— EXCERPTED PASSAGE —
Ghana and Bahamas have established an ancestral bond after the installation of a Safohene, to represent the Ahanta Traditional Area in The Bahamas and wider Caribbean.
This follows a research tracing the origin of the people of The Bahamas to the Ahanta West and confirmed by DNA, as part of the study aimed at establishing the relationship between them and the Ahantas and the country as a whole.
The coronation ceremony for the enstoolment of Christopher Davis as Safohene with the stool name, Nana Jan Kwa II at the Ahanta Traditional Council, Busua in the Ahanta West Municipality, was attended by a high-profile delegation from The Bahamas, including the First Lady of the Island of Bahamas, Ann Marie Davis.
The process started earlier this year, when the Ahanta Traditional Council welcomed five citizens of the Caribbean Island of Bahamas, who have returned to look into their connection with Ahanta Land.
The group was able to establish that the first ever slave ship to have come to The Bahamas came from the Ahanta area, specifically, Fort Metal Cross in Dixcove.
Christopher Davis now Nana Jan Kwa II, led to Ghana, an organisation, Sankofa Flamingos Foundation – which is an activist group seeking to trace the roots of the Junkanoo Festival, a street parade with origins from African dance and culture, celebrated largely in the Caribbean and parts of America.
The festival takes its name from a man called Jan Kwa – a man believed to be a powerful Ghanaian merchant who spent his life fighting the slave trade and European invasion of southwestern Ghana about 400 years ago.
Nana Jan Kwa was a known traditional leader of the Ahanta people who performed his heroics between 1708 and 1724, taking over control of the abandoned Brandenburger fortress of Fort Fredericksburg and defending it against several massive conquest attempts of the Dutch.
At the ceremony, the Western Regional Minister, Kwabena Okyere Darko Mensah, said the GhanaBahamas relationship remained one of historic, socio-political, economic and cultural significance. “We are pretty much aware of how Ghana and the Bahamas are linked through activities of slave trade,” he said.
The connection between the two countries was strengthened from 1957 when Ghana attained political independence, when stalwarts of Pan-Africanism from the Caribbean, such as Marcus Garvey and George Padmore, worked relentlessly alongside Dr Kwame Nkrumah and other forebears in helping Ghana achieve her sovereignty.
Mr Darko-Mensah said at the declaration in 2019 of the “Year of Return,” President Nana Addo Dankwa Akufo-Addo made a strong emotional appeal to the descendants of enslaved people: “In the year 2019, the Government of Ghana opened our arms even wider to welcome home our brothers and sisters in what will become a birthright journey home for the global African family.”
He said, “Today we are witnesses to a rare historic event of monumental importance for the people of the Ahanta Traditional Area and the Western Region in general; the coronation of Christopher Davis as Safohene Jan Kwa (Jan Kwa II), whose appointment is to represent the Ahanta Traditional Area in The Bahamas and the Caribbean.”

— RECORDED INFORMATION —
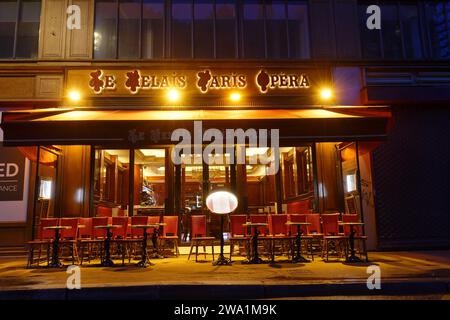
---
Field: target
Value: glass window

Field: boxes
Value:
[359,4,381,59]
[266,1,288,59]
[400,5,422,59]
[0,0,17,58]
[172,0,192,58]
[94,0,117,59]
[216,0,236,58]
[119,0,141,59]
[194,0,214,58]
[0,0,41,58]
[287,1,309,59]
[142,0,164,58]
[381,5,403,59]
[425,1,450,59]
[243,0,266,58]
[16,0,41,58]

— BRIEF —
List every calendar year written as a number in the article about the Ghana and Bahamas ancestral bond, in the order they first appear.

— YOUR SOLUTION —
1708, 1724, 1957, 2019